--- begin Working data ---

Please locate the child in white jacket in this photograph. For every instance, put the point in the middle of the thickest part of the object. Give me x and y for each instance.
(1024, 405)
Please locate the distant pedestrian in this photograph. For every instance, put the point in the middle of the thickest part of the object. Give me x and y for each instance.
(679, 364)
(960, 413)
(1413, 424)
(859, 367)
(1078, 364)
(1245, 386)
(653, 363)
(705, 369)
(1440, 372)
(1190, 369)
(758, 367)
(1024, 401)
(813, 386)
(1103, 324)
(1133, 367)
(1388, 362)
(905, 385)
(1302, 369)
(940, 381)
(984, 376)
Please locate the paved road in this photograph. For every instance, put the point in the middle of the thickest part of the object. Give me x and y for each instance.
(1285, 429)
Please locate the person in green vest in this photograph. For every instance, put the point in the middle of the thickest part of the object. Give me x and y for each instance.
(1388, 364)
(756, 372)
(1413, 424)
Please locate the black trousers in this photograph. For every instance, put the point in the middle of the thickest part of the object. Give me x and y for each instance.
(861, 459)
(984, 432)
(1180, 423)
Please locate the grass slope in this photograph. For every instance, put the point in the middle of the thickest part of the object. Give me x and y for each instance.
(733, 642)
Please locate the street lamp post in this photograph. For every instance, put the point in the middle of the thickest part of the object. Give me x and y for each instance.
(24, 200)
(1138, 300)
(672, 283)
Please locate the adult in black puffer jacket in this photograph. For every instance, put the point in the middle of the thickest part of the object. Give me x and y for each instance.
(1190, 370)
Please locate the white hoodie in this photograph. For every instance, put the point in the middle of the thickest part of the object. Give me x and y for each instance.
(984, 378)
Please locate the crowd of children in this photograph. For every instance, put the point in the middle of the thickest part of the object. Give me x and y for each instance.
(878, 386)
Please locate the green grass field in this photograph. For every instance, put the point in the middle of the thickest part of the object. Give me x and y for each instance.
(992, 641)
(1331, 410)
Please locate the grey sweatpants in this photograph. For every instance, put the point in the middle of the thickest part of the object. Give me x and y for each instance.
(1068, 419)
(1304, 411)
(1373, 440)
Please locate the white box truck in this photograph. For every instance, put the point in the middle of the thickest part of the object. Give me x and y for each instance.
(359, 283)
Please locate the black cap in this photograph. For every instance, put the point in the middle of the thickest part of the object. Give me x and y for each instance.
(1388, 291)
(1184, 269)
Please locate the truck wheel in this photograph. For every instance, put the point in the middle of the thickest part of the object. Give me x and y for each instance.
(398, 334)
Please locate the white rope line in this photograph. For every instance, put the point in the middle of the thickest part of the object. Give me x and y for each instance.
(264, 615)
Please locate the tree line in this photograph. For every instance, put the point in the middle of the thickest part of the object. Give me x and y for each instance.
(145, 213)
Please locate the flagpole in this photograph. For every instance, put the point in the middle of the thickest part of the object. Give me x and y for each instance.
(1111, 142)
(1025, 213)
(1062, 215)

--- end Working data ---

Please rewrite the records from the line with "Please locate the distant" to the line with "(1190, 370)", both included, keeping the requests unchanged and scaling every coordinate in the answers by 2.1, rounded to the nearest whole number with halves rounded up. Give only those lines.

- [Solution to the problem]:
Please locate the distant pedestrian in this photograph. For every instance, put the point in the middle of the thickest part of the object. Give me x and y for each instance.
(1426, 764)
(2016, 867)
(2967, 890)
(1804, 771)
(2264, 764)
(2615, 811)
(1371, 762)
(1481, 775)
(3024, 781)
(2499, 775)
(1592, 771)
(2150, 842)
(1707, 811)
(2316, 680)
(2379, 771)
(2915, 760)
(1901, 809)
(2734, 775)
(1974, 800)
(2066, 790)
Please locate the paved road in this photograph. For every instance, put the point in the middle of the thickest part of the object. Give me x and y for each instance.
(2699, 901)
Please locate the person in green vest in this photograph. For every instance, put the point in the middle of the thickest part of the object. Give me x and y for each instance.
(2915, 764)
(1588, 781)
(2967, 890)
Please locate the black trousers in this photograph. For every instance, put the point in the middle of the thickest part of the object. Give me x and y for each instance.
(1808, 964)
(2066, 907)
(2478, 888)
Please locate the grass slope in this photograph. For every instance, put the point in the middle of the thickest part of the object. Give me x and y for each instance.
(1539, 1348)
Please locate the street lamp post in this photograph. For every instance, put the point in the middle of the thickest part of the object. Give me x and y for each instance.
(50, 420)
(2390, 630)
(1411, 594)
Please locate the adult in black puffer jacket in this photograph. For every instance, put the point in the middle of the thickest part of the object. Give me x and y for each instance.
(2499, 777)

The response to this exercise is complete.